## Excerpts from a dataset

- - - - - - -

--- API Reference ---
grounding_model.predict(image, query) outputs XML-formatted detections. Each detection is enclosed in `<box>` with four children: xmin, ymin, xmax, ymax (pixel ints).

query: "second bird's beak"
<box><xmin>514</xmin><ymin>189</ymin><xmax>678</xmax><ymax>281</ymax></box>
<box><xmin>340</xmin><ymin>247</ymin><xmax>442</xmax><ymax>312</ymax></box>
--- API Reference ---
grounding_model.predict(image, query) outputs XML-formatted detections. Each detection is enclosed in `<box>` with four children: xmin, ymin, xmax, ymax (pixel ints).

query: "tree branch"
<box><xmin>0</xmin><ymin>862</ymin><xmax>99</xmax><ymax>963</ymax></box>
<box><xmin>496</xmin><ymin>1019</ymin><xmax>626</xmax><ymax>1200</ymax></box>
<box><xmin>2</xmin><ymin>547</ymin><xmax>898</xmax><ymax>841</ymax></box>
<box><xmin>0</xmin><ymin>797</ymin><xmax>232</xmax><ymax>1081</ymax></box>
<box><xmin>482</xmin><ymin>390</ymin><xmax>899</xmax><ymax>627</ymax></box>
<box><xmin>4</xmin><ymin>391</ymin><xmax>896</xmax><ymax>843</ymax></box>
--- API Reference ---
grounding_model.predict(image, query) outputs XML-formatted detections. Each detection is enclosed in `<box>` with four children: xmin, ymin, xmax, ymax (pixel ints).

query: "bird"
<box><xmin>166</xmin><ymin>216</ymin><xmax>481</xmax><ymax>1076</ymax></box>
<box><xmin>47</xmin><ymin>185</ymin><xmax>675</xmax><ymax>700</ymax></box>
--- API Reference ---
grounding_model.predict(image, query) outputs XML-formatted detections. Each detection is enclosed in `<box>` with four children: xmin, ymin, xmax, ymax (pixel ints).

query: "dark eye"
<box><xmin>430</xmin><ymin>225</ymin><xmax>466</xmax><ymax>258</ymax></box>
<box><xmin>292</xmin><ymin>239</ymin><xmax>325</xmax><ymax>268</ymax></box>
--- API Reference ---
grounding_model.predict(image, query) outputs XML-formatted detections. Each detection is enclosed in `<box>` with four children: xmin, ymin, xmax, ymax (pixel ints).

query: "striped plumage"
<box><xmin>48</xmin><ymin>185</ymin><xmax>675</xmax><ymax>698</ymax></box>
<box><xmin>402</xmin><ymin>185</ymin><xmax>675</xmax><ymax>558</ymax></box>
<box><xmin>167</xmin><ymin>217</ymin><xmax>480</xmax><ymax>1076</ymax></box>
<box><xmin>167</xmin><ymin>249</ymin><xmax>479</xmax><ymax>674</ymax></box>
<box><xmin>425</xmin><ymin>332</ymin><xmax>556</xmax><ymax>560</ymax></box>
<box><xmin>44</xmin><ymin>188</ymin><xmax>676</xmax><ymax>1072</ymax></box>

- - - - - - -

Transcribe all of the data exactly, leaving no line out.

## Result of this exercise
--- API Reference ---
grounding_model.predict(image, query) outputs XML-formatted detections. Each detection is enclosed in `<box>` with four children: xmin, ymin, xmax, ymax (pixel ints).

query: "second bird's beak"
<box><xmin>514</xmin><ymin>189</ymin><xmax>678</xmax><ymax>281</ymax></box>
<box><xmin>340</xmin><ymin>247</ymin><xmax>442</xmax><ymax>312</ymax></box>
--- API Reference ---
grounding_model.predict(image, query) outputs XML-formatted detections. Each detection is enclosed in `<box>` with four children: xmin, ymin, xmax, ymax (pixel ints).

query: "tree branch"
<box><xmin>0</xmin><ymin>862</ymin><xmax>99</xmax><ymax>963</ymax></box>
<box><xmin>496</xmin><ymin>1019</ymin><xmax>626</xmax><ymax>1200</ymax></box>
<box><xmin>2</xmin><ymin>547</ymin><xmax>898</xmax><ymax>841</ymax></box>
<box><xmin>0</xmin><ymin>797</ymin><xmax>232</xmax><ymax>1081</ymax></box>
<box><xmin>482</xmin><ymin>390</ymin><xmax>899</xmax><ymax>627</ymax></box>
<box><xmin>4</xmin><ymin>391</ymin><xmax>896</xmax><ymax>843</ymax></box>
--- API Reference ---
grounding_model.predict(image, query) outputs XML-formatted detections. Each detection is enclosed in `<box>` with four children: xmin, ymin, xmax, ymax (pixel ints).

query: "bird"
<box><xmin>166</xmin><ymin>216</ymin><xmax>481</xmax><ymax>1076</ymax></box>
<box><xmin>47</xmin><ymin>185</ymin><xmax>675</xmax><ymax>700</ymax></box>
--- API Reference ---
grounding_model.predict(image, query) outputs XML-formatted detections. Each detection is enclosed in `<box>` with four children: xmin, ymin, xmax, ymax (pixel ints).

query: "dark eye"
<box><xmin>430</xmin><ymin>225</ymin><xmax>466</xmax><ymax>258</ymax></box>
<box><xmin>292</xmin><ymin>239</ymin><xmax>325</xmax><ymax>268</ymax></box>
--- API Reference ---
grounding_model.predict(image, query) outputs XML-formatted detections. Each detection is enclosed in `<box>` with four children: xmin, ymin, xmax, ymax (pixel ints).

query: "striped plumage"
<box><xmin>48</xmin><ymin>185</ymin><xmax>675</xmax><ymax>698</ymax></box>
<box><xmin>402</xmin><ymin>185</ymin><xmax>675</xmax><ymax>558</ymax></box>
<box><xmin>167</xmin><ymin>217</ymin><xmax>480</xmax><ymax>1076</ymax></box>
<box><xmin>167</xmin><ymin>249</ymin><xmax>479</xmax><ymax>674</ymax></box>
<box><xmin>425</xmin><ymin>332</ymin><xmax>556</xmax><ymax>560</ymax></box>
<box><xmin>44</xmin><ymin>188</ymin><xmax>676</xmax><ymax>1072</ymax></box>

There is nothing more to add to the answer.